## Aim
Reproduce every line of the entries below word for word, leaving the pictures out of your answer.

####################

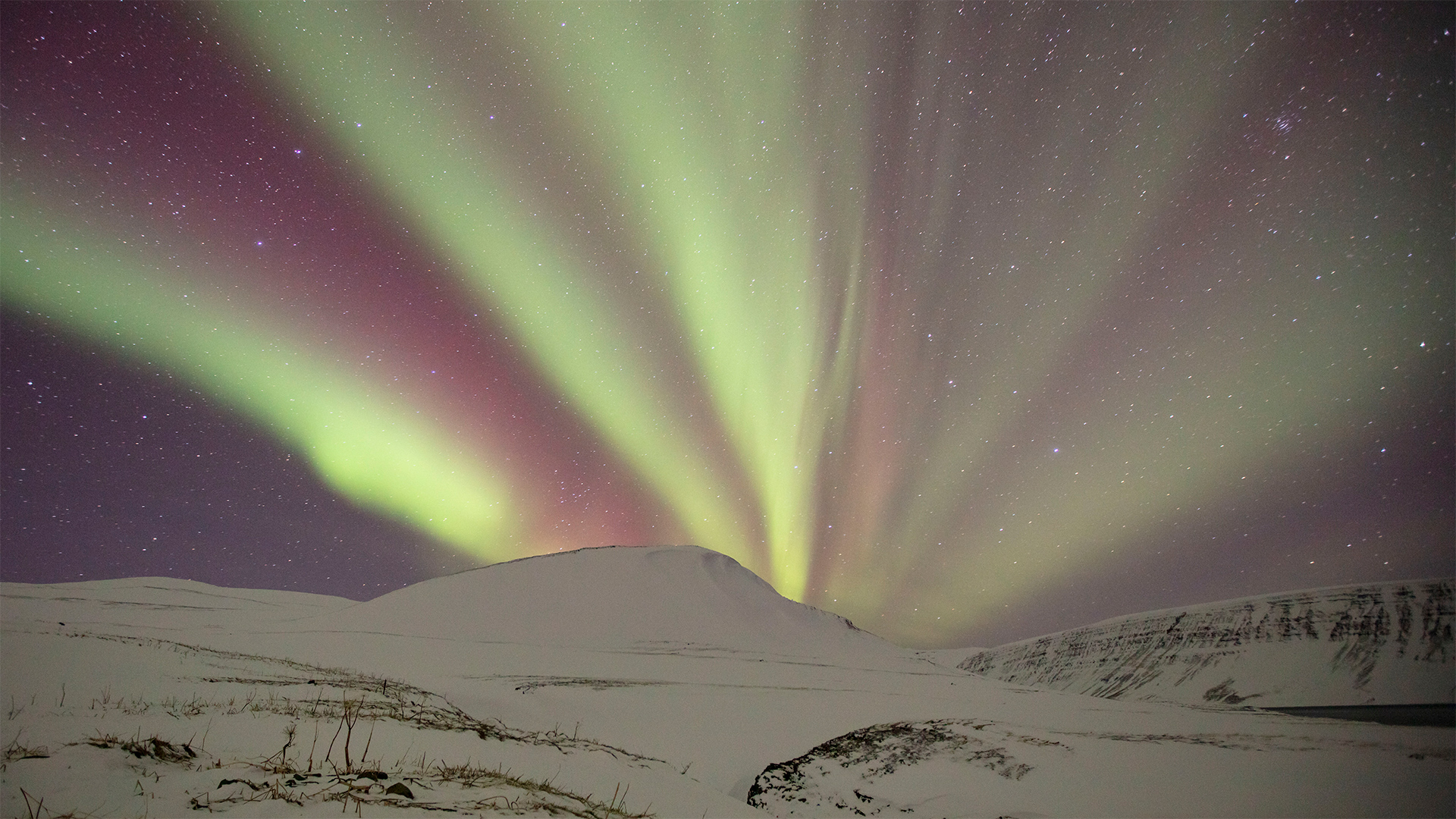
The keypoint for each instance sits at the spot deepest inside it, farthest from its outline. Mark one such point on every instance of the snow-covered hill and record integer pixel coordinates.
(612, 684)
(641, 596)
(1369, 645)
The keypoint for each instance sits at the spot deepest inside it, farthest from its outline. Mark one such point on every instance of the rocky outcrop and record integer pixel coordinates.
(1369, 645)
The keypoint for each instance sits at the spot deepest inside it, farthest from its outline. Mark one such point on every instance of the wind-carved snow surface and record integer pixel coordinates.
(1369, 645)
(609, 684)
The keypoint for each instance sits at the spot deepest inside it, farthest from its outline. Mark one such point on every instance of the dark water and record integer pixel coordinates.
(1432, 714)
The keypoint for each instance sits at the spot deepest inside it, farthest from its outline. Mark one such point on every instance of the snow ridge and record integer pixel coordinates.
(1367, 645)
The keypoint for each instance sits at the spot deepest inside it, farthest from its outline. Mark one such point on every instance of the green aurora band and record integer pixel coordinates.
(673, 210)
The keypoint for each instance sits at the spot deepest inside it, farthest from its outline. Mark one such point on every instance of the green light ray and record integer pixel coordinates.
(1085, 254)
(462, 194)
(702, 107)
(367, 447)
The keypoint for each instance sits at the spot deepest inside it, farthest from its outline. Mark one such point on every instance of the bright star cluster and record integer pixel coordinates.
(965, 321)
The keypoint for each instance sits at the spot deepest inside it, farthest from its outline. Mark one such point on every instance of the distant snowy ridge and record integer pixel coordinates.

####################

## Exercise solution
The keypoint for each instance sits at the spot deepest inside it, farthest from its outline. Mark one such point on every instance of the snow-covered hill and record integer pixel coordinates.
(612, 684)
(641, 596)
(1369, 645)
The keypoint for each instance sits at the spot deepest inside it, farthest from its outline. Mark one such point on every instance of the rocky outcrop and record integer pixel coordinates.
(1369, 645)
The keypoint for each instance sits at the spot deepest inside it, farthest from its outline. Mark one such point on every instance of the wind-carved snow surface and record integer pixel coordinates.
(1369, 645)
(609, 684)
The keypoint for each instance sits at the spot deepest inside it, farthest from its outline. Mark one such point on every instance of the dark water and record integer pixel coordinates.
(1432, 714)
The keypoint for each instance sits at the spot deepest inside it, farthest from its outline. Mark one such point on every instance of the snow ridge and record integer pixel coordinates.
(1367, 645)
The keypoint for each instance sits at the spot deepest inside it, farthest from its outline. Mark one such point on every instance of the green aurora band and record integer pixel coordinates.
(673, 210)
The keypoint for each instance sits at the spot deepest inside it, farthest from its outline. Mark one such point on every instance of the green light ray and record integer pixel coordinates.
(1085, 254)
(462, 194)
(702, 107)
(367, 447)
The keypoint for each instance sits at the spot deepest inside it, farthest from its outline. Mark one such point on every instance of the bright star cluster and record integer pixel coordinates.
(965, 321)
The keypoint for each instance sits at the spot deepest inside it, farthest from its outline. Mark one such point on every instance of the distant snowy ridge and record integer pixel coordinates.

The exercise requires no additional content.